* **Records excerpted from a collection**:

##############################

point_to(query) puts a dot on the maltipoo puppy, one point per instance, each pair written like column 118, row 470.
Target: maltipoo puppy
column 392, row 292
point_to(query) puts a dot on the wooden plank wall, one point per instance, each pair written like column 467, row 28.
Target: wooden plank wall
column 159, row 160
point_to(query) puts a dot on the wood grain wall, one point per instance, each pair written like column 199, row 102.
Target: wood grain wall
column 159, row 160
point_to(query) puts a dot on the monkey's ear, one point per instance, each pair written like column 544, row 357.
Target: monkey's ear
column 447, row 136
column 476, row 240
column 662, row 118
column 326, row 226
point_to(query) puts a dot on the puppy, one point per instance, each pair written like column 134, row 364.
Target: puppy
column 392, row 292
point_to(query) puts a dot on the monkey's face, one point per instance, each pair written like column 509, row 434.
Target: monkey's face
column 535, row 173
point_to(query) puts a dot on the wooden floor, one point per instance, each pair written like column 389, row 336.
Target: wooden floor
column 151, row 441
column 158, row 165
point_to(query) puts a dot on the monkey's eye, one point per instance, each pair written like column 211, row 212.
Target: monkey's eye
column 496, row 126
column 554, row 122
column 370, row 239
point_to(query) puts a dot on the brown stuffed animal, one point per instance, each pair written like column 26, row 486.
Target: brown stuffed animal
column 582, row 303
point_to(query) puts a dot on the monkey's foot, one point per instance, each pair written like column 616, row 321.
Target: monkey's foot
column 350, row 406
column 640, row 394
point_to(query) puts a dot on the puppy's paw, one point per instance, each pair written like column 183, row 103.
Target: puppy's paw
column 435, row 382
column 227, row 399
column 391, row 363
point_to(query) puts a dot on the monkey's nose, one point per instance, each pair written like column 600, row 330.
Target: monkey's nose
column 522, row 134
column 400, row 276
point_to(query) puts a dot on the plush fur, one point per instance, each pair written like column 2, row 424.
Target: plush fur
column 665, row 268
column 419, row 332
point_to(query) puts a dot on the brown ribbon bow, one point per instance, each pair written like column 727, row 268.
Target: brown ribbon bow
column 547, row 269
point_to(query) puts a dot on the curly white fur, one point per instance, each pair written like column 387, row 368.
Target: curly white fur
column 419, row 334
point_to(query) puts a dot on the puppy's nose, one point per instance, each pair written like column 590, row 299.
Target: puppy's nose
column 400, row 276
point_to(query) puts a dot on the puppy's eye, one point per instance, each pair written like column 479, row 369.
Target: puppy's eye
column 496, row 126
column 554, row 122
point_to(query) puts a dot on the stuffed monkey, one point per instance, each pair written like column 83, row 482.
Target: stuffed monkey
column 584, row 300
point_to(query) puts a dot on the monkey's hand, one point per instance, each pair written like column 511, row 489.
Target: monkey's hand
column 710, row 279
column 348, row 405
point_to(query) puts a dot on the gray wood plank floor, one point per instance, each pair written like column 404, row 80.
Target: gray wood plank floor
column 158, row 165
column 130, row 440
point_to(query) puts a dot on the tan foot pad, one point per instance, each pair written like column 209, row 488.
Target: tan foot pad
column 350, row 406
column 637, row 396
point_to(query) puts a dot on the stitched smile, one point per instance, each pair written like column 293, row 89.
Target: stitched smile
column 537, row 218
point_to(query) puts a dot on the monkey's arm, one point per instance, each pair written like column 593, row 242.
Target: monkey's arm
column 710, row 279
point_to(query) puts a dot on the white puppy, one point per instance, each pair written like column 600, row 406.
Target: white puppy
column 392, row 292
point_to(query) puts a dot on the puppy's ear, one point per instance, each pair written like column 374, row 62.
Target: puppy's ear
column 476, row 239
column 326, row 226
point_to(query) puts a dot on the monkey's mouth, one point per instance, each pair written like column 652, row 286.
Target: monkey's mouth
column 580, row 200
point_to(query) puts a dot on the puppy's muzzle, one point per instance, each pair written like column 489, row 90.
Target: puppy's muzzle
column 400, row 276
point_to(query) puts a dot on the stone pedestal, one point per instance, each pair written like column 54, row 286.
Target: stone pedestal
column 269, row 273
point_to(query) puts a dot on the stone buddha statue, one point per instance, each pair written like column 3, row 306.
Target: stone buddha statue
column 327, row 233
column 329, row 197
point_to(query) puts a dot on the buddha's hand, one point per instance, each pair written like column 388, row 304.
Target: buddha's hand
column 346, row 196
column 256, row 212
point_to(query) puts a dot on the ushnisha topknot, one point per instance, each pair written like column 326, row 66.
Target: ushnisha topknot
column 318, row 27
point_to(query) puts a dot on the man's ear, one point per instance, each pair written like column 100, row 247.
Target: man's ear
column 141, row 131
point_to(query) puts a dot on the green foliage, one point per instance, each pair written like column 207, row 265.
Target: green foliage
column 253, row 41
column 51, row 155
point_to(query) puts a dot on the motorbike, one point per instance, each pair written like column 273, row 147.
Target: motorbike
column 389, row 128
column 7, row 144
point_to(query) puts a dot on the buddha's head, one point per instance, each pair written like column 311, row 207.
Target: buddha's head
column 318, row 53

##############################

* **Given exercise**:
Copy every record exactly, with nothing added or dropped.

* **Reply to the task**:
point_to(query) puts a dot on the maltipoo puppy, one point per instance, each pair written like column 118, row 470.
Target: maltipoo puppy
column 392, row 292
point_to(query) puts a dot on the wooden plank wall, one point per instance, each pair written like column 467, row 28.
Target: wooden plank wall
column 159, row 160
point_to(query) puts a dot on the wood grain wall, one point per instance, each pair written like column 199, row 102.
Target: wood grain wall
column 159, row 160
point_to(query) puts a dot on the monkey's ear, one point per instance, each pair written like column 544, row 357.
Target: monkey's ear
column 447, row 136
column 476, row 240
column 662, row 118
column 326, row 226
point_to(query) puts a dot on the puppy, one point per instance, each pair written like column 134, row 364.
Target: puppy
column 392, row 292
point_to(query) puts a dot on the monkey's face, one point per instance, each pair written like column 509, row 434.
Target: monkey's face
column 535, row 173
point_to(query) puts a dot on the wooden floor, one point per instance, each pair written like column 389, row 336.
Target: wooden floor
column 151, row 441
column 158, row 165
point_to(query) puts a dot on the monkey's eye, one point per instance, each pair written like column 211, row 212.
Target: monkey's eye
column 496, row 126
column 554, row 122
column 370, row 239
point_to(query) puts a dot on the brown stuffed animal, one point per instance, each pair written like column 26, row 486.
Target: brown stuffed animal
column 582, row 303
point_to(query) puts a dot on the monkey's foot, one point per instance, each pair written like column 616, row 321.
Target: monkey's foot
column 350, row 406
column 640, row 394
point_to(query) puts a dot on the puppy's paw, one point per instance, each pair written like column 183, row 103.
Target: puppy's paw
column 435, row 382
column 227, row 399
column 391, row 363
point_to(query) puts a dot on the monkey's nose, one point per instance, each pair written like column 600, row 330.
Target: monkey's nose
column 522, row 134
column 400, row 276
point_to(query) puts a dot on the plush fur, one point per instance, each pair written like column 2, row 424.
Target: plush fur
column 665, row 268
column 419, row 332
point_to(query) puts a dot on the brown ribbon bow, one point per instance, each pair written like column 727, row 268.
Target: brown ribbon bow
column 547, row 269
point_to(query) puts a dot on the curly white fur, one point per instance, each pair written like column 387, row 368.
Target: curly white fur
column 419, row 334
point_to(query) puts a dot on the puppy's nose, one point per instance, each pair written like column 590, row 299.
Target: puppy's nose
column 400, row 276
point_to(query) puts a dot on the puppy's eye, one point per instance, each pair written like column 479, row 369.
Target: puppy's eye
column 496, row 126
column 554, row 122
point_to(query) puts a dot on the stuffed monkey, one point per instance, each pair written like column 83, row 482.
Target: stuffed monkey
column 584, row 300
point_to(query) puts a dot on the monkey's hand, one point per instance, each pair written like column 511, row 489.
Target: monkey's hand
column 710, row 279
column 348, row 405
point_to(query) puts a dot on the gray wood plank floor, one point per instance, each pair written like column 404, row 80.
Target: gray wood plank floor
column 158, row 165
column 130, row 440
point_to(query) puts a dot on the tan foot pad, one point per instance, each pair written like column 209, row 488.
Target: tan foot pad
column 350, row 406
column 637, row 396
point_to(query) puts a dot on the stitched smile, one point per instance, each pair written like column 293, row 89.
Target: stitched smile
column 537, row 218
point_to(query) puts a dot on the monkey's arm, one point per instance, each pair written like column 593, row 242.
Target: monkey's arm
column 710, row 279
point_to(query) puts a dot on the white puppy, one point per instance, each pair written like column 600, row 406.
Target: white puppy
column 392, row 292
point_to(query) puts a dot on the puppy's ear, one point per instance, each pair written like column 374, row 62.
Target: puppy's ear
column 476, row 239
column 326, row 226
point_to(query) puts a dot on the monkey's mouth, one point per instance, each pair written like column 652, row 286.
Target: monkey's mouth
column 580, row 200
point_to(query) puts a dot on the puppy's muzzle, one point per instance, each pair written like column 489, row 90.
Target: puppy's muzzle
column 400, row 276
point_to(query) puts a dot on the stone pedestal, one point per instance, each pair written like column 54, row 286.
Target: stone pedestal
column 269, row 273
point_to(query) puts a dot on the stone buddha statue, one point per instance, each pair written like column 3, row 306.
Target: stone buddha statue
column 327, row 233
column 329, row 197
point_to(query) puts a dot on the buddha's hand, one point per instance, each pair written like column 388, row 304.
Target: buddha's hand
column 346, row 196
column 256, row 212
point_to(query) puts a dot on the ushnisha topknot, one point per instance, each pair written like column 326, row 66.
Target: ushnisha topknot
column 318, row 27
point_to(query) puts a dot on the man's ear, one point per instance, each pair written like column 100, row 247.
Target: man's ear
column 141, row 131
point_to(query) puts a dot on the green foliage, one point per instance, each pair written like column 207, row 265.
Target: green foliage
column 253, row 41
column 51, row 155
point_to(query) puts a dot on the motorbike, one point per instance, each pair written like column 273, row 147.
Target: motorbike
column 389, row 128
column 7, row 144
point_to(query) puts a dot on the buddha's head, one point per instance, each pair written like column 311, row 207.
Target: buddha's head
column 318, row 53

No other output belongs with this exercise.